— Texto citado —
* * * * * * * * *
Linguística

INTRODUÇÃO À MESA-REDONDA

Maria Trigoso*

Otermo "literatura" é bastante complexo. Ainda me lembro duma das definições, frequentemente repetida por um dos meus antigos professores, aquele que eu mais respeitava e admirava: literatura é isto e isso e mais "aquilo que ainda não é literatura". E o termo "macaense" é a palavra mais polémica do vocabulário fundamental de Macau. Assim, os dois juntos, podem tomar-se qualquer coisa muito quente. Como diriam os Portugueses, uma "batata quente", algo que, assim que se recebe, se tenta passar aos outros, o mais depressa possível, para evitar queimar os dedos.

Tendo hoje esta batata quente nas minhas mãos e, sendo suposto ter que a segurar durante um espaço de tempo razoável — por causa desta introdução —, sinto-me realmente confusa em relação a como começar. Como hei-de principiar? Especialmente porque apesar, ou por causa do meu papel de "moderadora", eu gostaria de inflamar, mais do que moderar, esta mesa-redonda.

No início dum curso de tradução, que leccionei nesta Universidade, os estudantes usavam sempre expressões como "literatura da China" ou "cultura de Portugal" para traduzir "literatura chinesa" ou "cultura portuguesa". Para os que têm como língua mãe o chinês, parece muito difícil perceber a nuança entre os dois tipos de expressões, sensível, contudo, tanto em inglês como em português.

Gostaria de realçar esta real diferença de significado, das duas expressões, para tentar ver como resultam no contexto da literatura macaense. Ou devo dizer literatura de Macau?

Parece-me que "literatura de Macau" não levanta problemas de maior, sendo uma espécie de batata fria e com pouco sabor: qualquer coisa escrita ou publicada neste local, usando uma das línguas presentes, ou seja, as línguas oficiais, chinês e português, terá imediatamente direito a pertencer-lhe. Posso imaginar que o Dr. Zheng Waiming não concordará comigo, já que, por um lado, parece ser muito mais liberal na questão das línguas. Por outro lado, um pouco mais restrito em termos de temas... Mas espero que mais tarde, durante o nosso debate, ele possa explicar melhor os seus próprios conceitos.
* * * * * * * * *
— Detalhes da tarefa —
Enumera todas as línguas mencionadas no texto sobre a literatura de Macau. Baseia-te apenas no texto.
* * * * * * * * *
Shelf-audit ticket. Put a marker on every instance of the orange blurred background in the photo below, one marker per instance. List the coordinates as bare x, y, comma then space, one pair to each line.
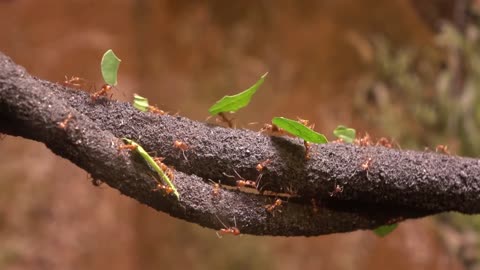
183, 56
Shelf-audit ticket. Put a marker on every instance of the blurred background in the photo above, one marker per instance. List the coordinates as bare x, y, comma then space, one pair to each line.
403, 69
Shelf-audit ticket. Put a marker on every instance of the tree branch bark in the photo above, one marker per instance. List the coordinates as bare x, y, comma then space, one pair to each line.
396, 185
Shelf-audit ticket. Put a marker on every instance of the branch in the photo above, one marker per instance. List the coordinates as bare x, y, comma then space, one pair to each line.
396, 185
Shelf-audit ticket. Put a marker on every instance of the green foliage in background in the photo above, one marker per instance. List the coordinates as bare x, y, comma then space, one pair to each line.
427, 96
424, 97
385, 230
* * * * * * * * *
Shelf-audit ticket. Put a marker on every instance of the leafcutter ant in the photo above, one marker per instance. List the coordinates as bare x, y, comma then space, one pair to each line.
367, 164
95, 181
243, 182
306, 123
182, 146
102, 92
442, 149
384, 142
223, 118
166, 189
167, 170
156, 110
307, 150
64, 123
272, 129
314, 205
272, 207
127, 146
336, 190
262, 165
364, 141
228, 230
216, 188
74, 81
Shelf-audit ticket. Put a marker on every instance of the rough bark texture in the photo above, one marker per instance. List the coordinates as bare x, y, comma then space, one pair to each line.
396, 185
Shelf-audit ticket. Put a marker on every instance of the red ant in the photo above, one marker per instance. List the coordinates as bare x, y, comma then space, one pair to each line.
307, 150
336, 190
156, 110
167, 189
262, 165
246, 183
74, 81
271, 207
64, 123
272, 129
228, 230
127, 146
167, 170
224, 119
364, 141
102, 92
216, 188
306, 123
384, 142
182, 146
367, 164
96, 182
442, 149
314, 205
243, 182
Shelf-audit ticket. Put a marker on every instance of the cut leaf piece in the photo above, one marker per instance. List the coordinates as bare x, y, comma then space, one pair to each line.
* * * * * * * * *
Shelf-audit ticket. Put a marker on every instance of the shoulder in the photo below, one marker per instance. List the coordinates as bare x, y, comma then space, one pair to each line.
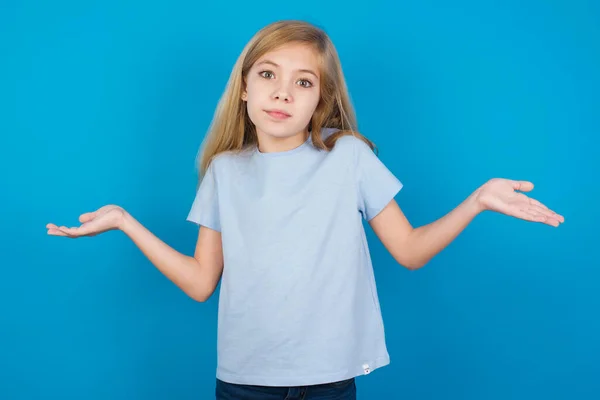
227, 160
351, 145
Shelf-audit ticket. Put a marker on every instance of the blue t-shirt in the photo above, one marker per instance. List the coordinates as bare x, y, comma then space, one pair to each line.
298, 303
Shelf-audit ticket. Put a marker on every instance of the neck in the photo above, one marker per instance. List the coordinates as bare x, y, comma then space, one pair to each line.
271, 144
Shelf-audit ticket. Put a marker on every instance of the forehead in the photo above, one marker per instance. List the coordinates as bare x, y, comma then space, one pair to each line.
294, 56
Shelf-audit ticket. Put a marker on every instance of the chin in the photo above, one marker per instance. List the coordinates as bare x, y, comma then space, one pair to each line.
* * * * * * * * *
— Solução do exercício —
Chinês, português e inglês.